PROBLEM TO SOLVE: Pull out each line in the items below that contains the word "black", and copy those lines unchanged.

-=-=-=-=-

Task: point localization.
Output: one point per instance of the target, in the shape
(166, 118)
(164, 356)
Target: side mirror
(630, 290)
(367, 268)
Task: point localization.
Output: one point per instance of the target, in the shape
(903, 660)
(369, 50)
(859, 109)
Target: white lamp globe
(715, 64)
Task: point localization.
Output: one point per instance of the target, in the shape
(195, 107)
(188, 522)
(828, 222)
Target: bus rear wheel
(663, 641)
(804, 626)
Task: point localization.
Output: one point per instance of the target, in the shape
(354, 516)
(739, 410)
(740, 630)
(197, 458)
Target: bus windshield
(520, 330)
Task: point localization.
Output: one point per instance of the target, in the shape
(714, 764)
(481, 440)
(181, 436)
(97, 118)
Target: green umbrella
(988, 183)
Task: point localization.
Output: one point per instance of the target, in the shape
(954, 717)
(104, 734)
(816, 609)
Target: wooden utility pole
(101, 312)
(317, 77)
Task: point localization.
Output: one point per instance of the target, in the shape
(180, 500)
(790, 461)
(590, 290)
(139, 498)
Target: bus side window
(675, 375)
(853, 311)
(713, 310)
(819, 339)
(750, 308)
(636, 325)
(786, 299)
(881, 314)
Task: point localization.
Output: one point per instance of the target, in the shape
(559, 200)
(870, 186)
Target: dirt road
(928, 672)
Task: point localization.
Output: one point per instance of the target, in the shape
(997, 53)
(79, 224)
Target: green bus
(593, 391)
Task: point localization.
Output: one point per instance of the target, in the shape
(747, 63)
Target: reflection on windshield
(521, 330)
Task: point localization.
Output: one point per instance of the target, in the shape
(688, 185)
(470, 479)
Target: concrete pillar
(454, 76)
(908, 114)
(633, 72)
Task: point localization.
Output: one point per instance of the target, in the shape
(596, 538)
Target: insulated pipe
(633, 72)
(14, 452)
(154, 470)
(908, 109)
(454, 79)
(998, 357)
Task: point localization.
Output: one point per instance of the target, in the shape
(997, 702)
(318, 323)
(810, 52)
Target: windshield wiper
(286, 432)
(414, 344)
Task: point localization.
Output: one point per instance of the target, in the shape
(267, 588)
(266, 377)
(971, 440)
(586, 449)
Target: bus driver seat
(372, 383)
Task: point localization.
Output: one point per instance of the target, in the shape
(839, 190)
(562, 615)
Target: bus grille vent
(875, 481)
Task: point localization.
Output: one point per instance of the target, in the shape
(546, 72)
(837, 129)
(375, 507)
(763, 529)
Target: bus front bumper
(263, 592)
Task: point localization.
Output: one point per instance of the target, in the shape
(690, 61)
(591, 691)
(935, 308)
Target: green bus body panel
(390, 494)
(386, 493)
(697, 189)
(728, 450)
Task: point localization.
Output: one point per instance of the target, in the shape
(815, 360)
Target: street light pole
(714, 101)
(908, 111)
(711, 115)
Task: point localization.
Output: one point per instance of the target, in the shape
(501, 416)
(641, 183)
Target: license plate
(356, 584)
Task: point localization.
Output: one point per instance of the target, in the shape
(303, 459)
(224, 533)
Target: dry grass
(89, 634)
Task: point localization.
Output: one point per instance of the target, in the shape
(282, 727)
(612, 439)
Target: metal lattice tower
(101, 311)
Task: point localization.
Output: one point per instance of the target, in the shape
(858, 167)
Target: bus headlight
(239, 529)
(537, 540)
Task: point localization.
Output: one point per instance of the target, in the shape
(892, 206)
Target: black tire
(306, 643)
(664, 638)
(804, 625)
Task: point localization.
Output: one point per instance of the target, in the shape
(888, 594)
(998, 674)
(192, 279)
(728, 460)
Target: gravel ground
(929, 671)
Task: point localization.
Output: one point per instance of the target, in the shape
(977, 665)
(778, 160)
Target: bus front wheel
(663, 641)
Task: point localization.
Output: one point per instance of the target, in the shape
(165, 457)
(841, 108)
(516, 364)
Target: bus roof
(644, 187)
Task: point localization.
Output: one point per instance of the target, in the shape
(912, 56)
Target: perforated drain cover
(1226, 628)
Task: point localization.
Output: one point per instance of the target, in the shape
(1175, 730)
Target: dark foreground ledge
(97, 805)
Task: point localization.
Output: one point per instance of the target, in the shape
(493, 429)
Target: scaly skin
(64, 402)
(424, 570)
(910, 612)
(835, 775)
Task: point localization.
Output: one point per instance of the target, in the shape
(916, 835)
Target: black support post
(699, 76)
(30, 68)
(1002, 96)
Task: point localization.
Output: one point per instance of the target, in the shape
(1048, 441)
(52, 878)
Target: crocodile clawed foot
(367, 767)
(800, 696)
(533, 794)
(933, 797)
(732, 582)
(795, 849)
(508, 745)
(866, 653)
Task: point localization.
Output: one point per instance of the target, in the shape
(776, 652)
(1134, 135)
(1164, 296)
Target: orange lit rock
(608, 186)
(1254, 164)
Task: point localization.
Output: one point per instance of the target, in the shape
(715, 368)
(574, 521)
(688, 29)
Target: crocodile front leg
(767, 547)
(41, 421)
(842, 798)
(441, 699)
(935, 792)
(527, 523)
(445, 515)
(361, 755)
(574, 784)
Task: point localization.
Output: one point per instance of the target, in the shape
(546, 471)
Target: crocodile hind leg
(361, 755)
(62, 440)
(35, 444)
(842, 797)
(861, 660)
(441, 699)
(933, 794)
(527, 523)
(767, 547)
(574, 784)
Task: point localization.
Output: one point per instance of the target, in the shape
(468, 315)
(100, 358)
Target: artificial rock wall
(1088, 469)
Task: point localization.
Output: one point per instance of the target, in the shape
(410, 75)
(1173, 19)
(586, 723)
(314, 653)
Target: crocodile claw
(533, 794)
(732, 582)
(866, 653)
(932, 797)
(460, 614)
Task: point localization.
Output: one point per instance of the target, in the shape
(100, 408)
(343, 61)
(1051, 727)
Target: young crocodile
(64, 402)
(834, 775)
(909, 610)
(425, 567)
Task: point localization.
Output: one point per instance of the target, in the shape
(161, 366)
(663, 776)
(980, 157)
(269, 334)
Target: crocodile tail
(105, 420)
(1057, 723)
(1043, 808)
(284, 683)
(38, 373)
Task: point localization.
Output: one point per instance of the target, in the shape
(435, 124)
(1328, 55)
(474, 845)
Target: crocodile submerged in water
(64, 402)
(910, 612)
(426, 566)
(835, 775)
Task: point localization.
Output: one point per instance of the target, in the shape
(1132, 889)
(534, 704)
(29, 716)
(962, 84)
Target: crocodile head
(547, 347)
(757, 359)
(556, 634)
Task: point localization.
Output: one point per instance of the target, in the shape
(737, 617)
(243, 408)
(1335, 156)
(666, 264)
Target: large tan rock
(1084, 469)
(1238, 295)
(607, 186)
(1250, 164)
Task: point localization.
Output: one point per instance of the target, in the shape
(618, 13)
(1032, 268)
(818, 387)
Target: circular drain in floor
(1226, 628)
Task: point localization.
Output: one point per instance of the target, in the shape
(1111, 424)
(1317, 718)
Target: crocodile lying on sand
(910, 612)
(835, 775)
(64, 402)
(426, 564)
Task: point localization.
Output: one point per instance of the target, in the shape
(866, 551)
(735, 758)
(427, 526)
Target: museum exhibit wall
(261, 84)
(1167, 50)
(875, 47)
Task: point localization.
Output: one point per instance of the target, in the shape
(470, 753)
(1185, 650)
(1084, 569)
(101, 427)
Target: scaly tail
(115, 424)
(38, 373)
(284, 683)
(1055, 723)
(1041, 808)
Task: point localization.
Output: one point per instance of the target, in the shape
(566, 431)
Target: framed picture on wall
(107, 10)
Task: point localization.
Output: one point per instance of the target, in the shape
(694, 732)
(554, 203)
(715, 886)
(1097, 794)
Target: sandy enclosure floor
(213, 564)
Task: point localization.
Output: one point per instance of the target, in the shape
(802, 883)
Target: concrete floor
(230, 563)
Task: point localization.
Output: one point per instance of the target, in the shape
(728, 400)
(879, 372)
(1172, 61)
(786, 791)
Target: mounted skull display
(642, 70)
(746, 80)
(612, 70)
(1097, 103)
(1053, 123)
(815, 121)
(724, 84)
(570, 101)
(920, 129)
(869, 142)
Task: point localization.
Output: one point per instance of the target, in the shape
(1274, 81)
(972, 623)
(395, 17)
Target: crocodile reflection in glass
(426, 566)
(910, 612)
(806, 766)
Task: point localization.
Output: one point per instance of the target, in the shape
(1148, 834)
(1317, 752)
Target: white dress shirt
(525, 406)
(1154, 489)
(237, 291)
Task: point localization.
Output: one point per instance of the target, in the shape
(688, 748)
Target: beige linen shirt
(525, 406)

-=-=-=-=-

PROBLEM SOLUTION:
Target: black tire
Target: black support post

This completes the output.